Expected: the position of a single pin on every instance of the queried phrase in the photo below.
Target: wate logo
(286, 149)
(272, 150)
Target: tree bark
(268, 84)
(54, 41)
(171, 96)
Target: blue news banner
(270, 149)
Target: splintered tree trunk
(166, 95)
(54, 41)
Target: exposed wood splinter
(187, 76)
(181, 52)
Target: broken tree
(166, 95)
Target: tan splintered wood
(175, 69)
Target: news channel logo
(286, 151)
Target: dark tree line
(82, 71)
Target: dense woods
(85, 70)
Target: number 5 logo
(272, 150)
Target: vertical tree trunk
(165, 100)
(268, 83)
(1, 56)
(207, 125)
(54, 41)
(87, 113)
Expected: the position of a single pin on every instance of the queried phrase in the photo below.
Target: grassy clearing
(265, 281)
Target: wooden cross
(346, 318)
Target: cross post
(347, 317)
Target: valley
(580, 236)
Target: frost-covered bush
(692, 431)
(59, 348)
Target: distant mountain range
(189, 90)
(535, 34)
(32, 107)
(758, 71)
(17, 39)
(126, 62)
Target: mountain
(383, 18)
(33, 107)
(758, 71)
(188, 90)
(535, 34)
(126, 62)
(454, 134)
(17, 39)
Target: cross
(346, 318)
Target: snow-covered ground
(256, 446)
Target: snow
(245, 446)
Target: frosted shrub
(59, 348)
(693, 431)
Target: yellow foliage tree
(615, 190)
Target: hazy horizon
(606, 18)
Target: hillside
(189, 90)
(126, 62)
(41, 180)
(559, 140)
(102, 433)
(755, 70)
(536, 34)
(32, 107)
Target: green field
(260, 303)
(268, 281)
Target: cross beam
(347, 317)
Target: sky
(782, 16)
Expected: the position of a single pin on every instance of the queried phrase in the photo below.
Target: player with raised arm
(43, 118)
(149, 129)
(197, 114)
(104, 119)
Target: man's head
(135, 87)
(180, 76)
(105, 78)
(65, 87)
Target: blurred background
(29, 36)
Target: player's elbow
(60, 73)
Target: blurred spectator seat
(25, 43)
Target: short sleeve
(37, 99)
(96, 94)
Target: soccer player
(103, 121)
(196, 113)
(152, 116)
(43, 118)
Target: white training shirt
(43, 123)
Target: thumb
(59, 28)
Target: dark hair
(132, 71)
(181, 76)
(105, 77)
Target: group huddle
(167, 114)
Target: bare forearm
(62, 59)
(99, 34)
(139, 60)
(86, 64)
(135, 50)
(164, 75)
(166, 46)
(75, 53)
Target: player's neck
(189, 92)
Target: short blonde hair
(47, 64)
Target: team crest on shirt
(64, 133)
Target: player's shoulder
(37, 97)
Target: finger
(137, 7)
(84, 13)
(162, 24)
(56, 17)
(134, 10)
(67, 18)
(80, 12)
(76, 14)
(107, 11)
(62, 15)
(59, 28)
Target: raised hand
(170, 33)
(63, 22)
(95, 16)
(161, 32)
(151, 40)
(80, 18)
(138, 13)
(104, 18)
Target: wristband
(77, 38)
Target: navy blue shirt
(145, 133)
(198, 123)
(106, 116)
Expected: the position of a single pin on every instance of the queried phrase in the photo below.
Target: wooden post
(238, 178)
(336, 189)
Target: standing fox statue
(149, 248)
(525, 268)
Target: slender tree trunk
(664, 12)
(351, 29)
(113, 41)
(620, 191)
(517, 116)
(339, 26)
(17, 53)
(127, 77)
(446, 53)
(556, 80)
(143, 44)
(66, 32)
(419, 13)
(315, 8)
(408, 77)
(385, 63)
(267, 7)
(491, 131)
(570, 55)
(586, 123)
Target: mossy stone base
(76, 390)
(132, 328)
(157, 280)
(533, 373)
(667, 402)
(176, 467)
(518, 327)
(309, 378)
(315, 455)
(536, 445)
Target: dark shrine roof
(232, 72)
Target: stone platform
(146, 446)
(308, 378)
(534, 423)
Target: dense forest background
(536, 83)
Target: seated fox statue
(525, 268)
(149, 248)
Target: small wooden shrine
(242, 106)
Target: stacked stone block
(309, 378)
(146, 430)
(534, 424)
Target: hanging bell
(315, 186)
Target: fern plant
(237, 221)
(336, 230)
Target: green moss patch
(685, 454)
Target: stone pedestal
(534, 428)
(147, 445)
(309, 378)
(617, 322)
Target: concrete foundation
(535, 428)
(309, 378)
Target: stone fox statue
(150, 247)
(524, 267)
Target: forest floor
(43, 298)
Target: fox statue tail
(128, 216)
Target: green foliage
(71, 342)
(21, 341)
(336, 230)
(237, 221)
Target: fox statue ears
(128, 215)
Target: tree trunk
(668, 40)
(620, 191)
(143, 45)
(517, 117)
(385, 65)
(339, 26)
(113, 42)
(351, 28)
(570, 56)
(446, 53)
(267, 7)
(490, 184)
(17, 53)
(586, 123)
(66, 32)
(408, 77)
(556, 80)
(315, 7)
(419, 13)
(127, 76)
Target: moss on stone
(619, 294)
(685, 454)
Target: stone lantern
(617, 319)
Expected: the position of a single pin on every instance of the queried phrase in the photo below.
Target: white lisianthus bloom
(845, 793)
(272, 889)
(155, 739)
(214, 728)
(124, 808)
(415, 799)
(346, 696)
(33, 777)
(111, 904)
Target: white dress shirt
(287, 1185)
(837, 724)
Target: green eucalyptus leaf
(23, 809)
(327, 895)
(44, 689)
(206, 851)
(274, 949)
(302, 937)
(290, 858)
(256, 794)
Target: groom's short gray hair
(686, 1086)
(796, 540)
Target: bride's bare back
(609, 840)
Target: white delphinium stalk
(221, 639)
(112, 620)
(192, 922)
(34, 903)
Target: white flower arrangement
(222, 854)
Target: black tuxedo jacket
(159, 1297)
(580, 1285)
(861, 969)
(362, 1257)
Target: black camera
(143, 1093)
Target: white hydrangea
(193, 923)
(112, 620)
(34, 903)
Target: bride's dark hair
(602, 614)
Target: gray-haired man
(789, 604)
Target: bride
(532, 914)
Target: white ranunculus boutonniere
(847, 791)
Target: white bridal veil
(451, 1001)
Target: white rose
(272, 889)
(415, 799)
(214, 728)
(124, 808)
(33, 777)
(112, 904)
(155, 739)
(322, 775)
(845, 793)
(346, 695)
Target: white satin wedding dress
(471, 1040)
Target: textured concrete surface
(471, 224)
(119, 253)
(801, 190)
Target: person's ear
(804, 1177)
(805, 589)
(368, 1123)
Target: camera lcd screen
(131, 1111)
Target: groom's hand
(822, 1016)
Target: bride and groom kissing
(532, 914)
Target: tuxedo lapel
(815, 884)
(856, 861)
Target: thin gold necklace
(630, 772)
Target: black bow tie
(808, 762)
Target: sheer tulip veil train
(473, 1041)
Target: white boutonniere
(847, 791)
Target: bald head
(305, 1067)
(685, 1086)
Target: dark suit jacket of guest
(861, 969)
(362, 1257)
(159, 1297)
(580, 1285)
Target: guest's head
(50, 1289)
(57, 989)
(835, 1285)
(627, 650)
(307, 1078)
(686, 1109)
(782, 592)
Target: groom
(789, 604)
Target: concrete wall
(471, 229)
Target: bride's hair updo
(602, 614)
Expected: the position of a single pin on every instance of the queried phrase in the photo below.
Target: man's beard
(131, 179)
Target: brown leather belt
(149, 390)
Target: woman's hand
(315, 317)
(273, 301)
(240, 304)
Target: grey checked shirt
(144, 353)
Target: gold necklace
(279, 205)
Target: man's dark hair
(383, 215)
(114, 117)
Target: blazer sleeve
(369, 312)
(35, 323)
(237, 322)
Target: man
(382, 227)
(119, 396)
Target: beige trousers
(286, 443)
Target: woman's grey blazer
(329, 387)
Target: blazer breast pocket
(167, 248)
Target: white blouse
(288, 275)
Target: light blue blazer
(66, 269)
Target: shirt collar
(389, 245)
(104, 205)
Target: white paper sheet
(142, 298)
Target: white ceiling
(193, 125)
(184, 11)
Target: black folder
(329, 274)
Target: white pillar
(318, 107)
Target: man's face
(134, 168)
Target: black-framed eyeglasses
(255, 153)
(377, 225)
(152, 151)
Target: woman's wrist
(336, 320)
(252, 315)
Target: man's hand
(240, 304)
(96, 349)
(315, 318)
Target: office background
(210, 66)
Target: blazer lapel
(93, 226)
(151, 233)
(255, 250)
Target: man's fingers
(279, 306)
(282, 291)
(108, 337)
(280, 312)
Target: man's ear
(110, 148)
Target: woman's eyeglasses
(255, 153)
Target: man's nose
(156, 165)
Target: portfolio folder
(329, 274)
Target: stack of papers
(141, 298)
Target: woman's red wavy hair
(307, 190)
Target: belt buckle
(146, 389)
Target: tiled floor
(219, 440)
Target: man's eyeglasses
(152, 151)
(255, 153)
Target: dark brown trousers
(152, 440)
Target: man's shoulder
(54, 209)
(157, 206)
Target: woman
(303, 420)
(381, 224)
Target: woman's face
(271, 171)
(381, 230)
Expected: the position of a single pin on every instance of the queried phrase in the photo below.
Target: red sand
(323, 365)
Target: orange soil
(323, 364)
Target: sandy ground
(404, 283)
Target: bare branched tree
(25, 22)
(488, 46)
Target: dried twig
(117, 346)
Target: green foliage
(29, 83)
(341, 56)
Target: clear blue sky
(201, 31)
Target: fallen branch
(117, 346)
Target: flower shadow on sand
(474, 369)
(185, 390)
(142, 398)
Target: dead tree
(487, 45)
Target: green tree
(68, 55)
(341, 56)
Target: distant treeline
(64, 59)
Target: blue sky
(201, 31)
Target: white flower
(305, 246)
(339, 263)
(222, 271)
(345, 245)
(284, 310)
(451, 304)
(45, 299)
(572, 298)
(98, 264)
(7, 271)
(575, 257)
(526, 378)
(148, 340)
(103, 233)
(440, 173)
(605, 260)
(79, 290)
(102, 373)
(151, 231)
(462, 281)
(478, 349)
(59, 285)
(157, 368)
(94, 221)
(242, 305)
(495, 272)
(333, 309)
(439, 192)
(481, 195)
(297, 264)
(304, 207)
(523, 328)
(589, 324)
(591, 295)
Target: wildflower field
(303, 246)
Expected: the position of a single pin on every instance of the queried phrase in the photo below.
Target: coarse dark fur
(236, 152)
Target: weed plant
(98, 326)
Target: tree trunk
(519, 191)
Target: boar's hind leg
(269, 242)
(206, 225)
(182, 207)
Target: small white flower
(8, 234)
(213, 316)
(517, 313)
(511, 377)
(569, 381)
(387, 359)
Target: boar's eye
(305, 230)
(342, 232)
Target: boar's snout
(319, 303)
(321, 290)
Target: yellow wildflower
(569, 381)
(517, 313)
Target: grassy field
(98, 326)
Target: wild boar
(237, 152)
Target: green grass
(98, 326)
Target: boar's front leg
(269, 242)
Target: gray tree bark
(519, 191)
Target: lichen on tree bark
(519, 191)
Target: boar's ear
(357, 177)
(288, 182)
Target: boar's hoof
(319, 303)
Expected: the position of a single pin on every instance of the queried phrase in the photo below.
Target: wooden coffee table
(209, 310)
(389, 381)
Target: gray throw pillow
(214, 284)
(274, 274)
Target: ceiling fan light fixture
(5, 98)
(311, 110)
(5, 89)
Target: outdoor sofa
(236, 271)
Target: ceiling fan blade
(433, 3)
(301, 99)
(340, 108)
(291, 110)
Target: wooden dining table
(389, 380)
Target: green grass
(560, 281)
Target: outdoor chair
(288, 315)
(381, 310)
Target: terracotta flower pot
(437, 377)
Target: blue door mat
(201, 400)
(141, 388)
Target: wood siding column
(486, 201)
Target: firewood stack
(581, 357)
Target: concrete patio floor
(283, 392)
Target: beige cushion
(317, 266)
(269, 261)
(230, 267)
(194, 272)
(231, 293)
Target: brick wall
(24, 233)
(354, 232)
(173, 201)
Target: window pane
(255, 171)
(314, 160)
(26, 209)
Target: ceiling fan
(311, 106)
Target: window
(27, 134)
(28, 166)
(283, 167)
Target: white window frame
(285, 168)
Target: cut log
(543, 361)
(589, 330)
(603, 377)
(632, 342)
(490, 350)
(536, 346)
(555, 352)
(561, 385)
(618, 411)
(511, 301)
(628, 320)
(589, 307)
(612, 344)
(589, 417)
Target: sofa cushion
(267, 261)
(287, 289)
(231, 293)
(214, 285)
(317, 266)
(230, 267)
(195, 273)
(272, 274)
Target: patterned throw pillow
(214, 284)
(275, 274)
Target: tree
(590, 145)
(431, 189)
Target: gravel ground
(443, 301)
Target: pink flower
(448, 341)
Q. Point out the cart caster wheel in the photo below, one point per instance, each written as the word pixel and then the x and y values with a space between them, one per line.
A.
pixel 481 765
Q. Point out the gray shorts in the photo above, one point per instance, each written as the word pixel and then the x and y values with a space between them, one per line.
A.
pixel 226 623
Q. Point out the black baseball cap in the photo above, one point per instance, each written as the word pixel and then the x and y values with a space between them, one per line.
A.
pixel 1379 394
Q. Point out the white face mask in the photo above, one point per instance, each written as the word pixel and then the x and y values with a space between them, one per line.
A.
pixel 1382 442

Your instructions
From the line containing "Target: sofa cushion" through the final line of the listing above, retype every line exactly; leave out everything else.

Output for this exercise
Target: sofa cushion
(267, 261)
(287, 289)
(231, 293)
(214, 285)
(317, 266)
(230, 267)
(195, 273)
(272, 274)
Target: patterned throw pillow
(214, 284)
(275, 274)
Target: tree
(590, 145)
(431, 189)
Target: gravel ground
(443, 301)
Target: pink flower
(448, 341)
Q. Point out the cart caster wheel in the photo below, one point per instance, each written as the word pixel and then the x and y values with a space between them, one per line.
A.
pixel 481 765
Q. Point out the gray shorts in the photo above, one point per instance, each written as the word pixel and then the x and y values with a space between them, one per line.
A.
pixel 226 623
Q. Point out the black baseball cap in the photo above, one point per instance, each written as the word pixel and then the x and y values with a space between them, one per line.
A.
pixel 1379 394
Q. Point out the white face mask in the photo above, one point per instance, each written as the word pixel and then the x and y values with a space between them, one per line.
A.
pixel 1382 442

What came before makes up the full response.